» **Given records**:
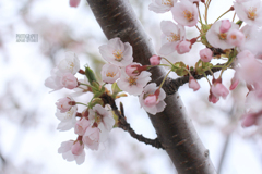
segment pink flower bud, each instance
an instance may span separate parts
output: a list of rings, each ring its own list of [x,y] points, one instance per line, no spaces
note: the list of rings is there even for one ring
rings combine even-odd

» **Given problem**: Render the material above as a numbered list with one line per item, skipping blank lines and leaving out the picture.

» **Completed task**:
1. segment pink flower bud, each instance
2. an instance may span separate parts
3. output: a list of rings, each ring its own list of [x,y] points, one instance per line, no spaces
4. note: the list of rings is there even for one ring
5. rings combine even-odd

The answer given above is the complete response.